Il est mort il y a bien longtemps –cent-dix-huit ans–, celui qui a écrit: «Le malheur me paraît tellement invraisemblable que j'en viens même à ne plus savoir que penser, je m'y perds.» Elle est intensément vivante, celle qui dit et ne dit pas cette phrase, la triture, la mâchonne, la murmure, la digère, la métabolise. Et bloque. Encore. Et encore.
C'est très bizarre, presque burlesque, ou un peu malsain, ce rapport obsessionnel d'Isabelle Huppert à une seule phrase, une réplique de La Cerisaie d'Anton Tchekhov, qu'elle va jouer le soir même sur une des scènes les plus célèbres du monde, celle du Palais des papes, en ouverture du Festival d'Avignon.
Problème trivial? Anecdotique? Chacun peut à bon droit le penser tant qu'il n'a pas vu ces séquences –dans le jardin, dans la voiture, dans la loge, sur le plateau pendant la dernière répétition. Parce que ce qu'on voit, ce qu'on perçoit, est à la fois bouleversant et infiniment troublant. Ce qui s'éprouve là, presque indépendamment d'à propos de quoi cela s'éprouve (jouer une pièce de Tchekhov), concerne la peur et le courage. Ce qui se ressent est au croisement d'un acte de passion au-delà de la raison et, du même mouvement, le travail. Le travail comme un acte qui engage tout entier.

Lignes d'un jeu de données de pointage

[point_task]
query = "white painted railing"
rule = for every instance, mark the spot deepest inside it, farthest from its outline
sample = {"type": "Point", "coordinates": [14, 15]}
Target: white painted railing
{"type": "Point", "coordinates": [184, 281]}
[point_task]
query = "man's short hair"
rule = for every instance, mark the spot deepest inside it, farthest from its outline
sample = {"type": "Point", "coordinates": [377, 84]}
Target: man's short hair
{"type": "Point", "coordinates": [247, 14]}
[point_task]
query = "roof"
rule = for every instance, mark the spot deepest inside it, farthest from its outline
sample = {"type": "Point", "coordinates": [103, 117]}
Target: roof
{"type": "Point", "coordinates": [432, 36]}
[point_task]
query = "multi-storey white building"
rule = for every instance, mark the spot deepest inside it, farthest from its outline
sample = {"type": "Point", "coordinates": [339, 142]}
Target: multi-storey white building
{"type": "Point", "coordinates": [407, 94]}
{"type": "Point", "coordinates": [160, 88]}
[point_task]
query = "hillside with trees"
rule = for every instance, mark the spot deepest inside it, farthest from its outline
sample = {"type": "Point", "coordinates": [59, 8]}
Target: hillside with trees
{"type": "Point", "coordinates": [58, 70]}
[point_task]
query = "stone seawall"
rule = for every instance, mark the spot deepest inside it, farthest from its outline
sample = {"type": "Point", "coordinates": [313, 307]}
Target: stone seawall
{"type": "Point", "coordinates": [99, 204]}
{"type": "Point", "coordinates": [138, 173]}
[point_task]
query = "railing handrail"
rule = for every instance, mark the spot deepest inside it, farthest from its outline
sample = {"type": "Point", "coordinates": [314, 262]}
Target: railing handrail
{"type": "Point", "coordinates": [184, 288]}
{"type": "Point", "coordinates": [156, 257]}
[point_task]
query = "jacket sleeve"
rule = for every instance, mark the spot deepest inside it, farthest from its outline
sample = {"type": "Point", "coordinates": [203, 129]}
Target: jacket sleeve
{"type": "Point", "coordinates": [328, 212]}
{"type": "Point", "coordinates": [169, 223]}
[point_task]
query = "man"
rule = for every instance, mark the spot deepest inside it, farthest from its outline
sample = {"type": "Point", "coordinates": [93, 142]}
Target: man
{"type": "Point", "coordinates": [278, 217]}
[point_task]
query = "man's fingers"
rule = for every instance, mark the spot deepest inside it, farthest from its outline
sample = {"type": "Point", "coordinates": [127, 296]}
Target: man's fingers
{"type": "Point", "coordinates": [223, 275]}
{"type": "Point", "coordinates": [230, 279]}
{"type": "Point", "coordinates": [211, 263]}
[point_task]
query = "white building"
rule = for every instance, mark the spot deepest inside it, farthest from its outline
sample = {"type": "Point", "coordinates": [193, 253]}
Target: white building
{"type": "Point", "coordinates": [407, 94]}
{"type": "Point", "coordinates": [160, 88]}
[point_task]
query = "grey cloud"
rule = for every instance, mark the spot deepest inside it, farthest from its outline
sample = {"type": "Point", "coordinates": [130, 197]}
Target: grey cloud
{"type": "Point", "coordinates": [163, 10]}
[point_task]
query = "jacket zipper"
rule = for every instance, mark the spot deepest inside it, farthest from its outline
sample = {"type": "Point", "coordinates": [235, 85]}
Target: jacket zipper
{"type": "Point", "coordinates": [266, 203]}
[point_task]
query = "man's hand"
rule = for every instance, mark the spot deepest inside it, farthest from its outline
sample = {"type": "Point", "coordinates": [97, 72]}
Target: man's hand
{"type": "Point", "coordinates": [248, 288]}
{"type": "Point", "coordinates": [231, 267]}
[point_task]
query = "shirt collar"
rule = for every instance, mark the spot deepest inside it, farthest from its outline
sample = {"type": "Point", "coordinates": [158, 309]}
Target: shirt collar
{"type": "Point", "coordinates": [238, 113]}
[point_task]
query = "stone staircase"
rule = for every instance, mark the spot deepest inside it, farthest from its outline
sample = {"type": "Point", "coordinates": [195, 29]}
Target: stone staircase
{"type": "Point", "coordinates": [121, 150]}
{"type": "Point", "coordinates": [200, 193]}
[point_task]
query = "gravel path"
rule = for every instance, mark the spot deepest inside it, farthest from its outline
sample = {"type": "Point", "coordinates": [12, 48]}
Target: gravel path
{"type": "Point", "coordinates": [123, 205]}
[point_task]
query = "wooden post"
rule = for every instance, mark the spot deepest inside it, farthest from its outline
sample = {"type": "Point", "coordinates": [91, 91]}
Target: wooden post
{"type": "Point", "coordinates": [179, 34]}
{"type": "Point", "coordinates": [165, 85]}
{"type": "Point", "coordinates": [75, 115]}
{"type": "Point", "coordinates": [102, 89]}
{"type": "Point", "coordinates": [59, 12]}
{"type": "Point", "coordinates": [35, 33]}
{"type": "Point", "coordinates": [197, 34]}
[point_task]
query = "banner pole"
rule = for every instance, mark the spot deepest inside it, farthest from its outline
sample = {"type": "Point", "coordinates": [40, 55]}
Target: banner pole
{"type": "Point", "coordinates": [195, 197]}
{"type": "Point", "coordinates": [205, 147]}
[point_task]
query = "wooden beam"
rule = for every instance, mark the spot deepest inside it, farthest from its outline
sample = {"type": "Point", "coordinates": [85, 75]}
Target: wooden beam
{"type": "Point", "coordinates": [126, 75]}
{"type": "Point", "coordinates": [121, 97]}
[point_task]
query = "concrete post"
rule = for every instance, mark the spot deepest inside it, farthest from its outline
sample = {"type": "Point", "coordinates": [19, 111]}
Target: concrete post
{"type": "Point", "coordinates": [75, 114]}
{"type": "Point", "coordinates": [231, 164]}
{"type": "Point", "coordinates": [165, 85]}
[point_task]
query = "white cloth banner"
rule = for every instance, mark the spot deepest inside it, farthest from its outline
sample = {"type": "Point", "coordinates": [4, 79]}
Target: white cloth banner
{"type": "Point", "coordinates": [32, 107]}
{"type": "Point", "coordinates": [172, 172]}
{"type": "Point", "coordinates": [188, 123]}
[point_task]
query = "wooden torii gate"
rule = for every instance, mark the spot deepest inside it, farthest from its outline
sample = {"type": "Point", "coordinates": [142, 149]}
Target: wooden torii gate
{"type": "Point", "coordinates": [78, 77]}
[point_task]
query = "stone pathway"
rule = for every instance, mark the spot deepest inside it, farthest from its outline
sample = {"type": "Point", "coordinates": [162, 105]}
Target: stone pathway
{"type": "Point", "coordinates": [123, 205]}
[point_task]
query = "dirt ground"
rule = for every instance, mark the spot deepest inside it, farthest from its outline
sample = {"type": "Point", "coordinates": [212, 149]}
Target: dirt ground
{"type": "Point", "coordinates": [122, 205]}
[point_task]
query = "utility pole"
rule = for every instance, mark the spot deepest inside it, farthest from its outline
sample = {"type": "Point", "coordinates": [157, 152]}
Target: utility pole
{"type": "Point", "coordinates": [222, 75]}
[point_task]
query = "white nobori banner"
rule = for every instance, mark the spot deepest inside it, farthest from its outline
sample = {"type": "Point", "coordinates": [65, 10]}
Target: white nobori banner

→ Exercices:
a – Repérez dans la liste chaque ligne qui contient la chaîne «with», puis recopiez-les toutes.
b – Rédigez, s'il vous plaît, la suite de l'extrait sur Isabelle Huppert, à partir de sa dernière phrase.

→ Corrigé:
a –
query = "hillside with trees"
Target: hillside with trees

b –
Il n'est peut-être rien de plus émouvant au cinéma que, lorsqu'elles sont bien filmées (c'est rare), des personnes qui travaillent. Cela vaut pour un boulanger faisant des croissants ou un conducteur de RER, comme pour Mick Jagger on stage chantant «Satisfaction» pour la quatorze millième fois. Lorsque la caméra sait voir et faire voir l'investissement de toutes les facultés du corps et de l'esprit pour que quelque chose se fasse, que quelque chose existe, que quelque chose arrive. Pas comme un exploit unique, hors norme, mais comme un accomplissement quotidien, qui agit dans le monde et définit, au moins en partie, celui ou celle qui l'exécute.
Isabelle Huppert est une immense artiste. Au moment où Benoît Jacquot la filme, cela lui complique un peu plus la tâche qu'elle a à surmonter. Cette unique phrase de Tchekhov est-elle vraiment si cruciale pour elle, ou en fait-elle une manière de s'accrocher à quelque chose pour mieux prendre en charge l'ensemble du rôle de Lioubov? On ne le saura jamais. On ne peut pas le savoir. Sans doute elle-même ne le sait-elle pas.
L'inverse radical de
la communication
Ce qu'elle sait, et que grâce au film nous voyons avec une intensité exceptionnelle qu'elle sait, est que «ça» passe par là. Ça quoi? Va savoir, disait Jacques Rivette, en titre d'un autre beau film où le cinéma se donne pour tâche d'approcher, avec ses moyens à lui –la caméra, le montage (qui consiste aussi à ne pas couper), la présence de traces du monde dans le cadre– ce qui s'active dans le théâtre.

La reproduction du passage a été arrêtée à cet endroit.